## What you should do
Rewrite the part of the listing that opens with the line containing "find the hanging" and closes with the line containing "[166,267,192,296]", both included, and give only that part. Keep the request line unchanged, and shift every bounding box coordinate by -123.

## Input

↓

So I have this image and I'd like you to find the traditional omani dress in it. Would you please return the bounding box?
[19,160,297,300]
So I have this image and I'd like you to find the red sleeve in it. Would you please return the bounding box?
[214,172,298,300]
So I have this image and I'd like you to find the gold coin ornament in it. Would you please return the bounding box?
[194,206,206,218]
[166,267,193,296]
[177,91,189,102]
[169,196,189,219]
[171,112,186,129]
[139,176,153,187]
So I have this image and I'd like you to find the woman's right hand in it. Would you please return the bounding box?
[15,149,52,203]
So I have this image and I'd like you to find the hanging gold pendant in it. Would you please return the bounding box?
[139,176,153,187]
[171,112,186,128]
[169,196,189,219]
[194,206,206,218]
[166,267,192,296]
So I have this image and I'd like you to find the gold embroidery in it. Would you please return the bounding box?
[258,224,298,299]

↑

## Written answer
So I have this image and I'd like you to find the hanging gold pendant in it. Would you please return the bounding box?
[16,53,30,64]
[48,-11,63,5]
[46,73,66,96]
[71,83,83,95]
[43,144,69,173]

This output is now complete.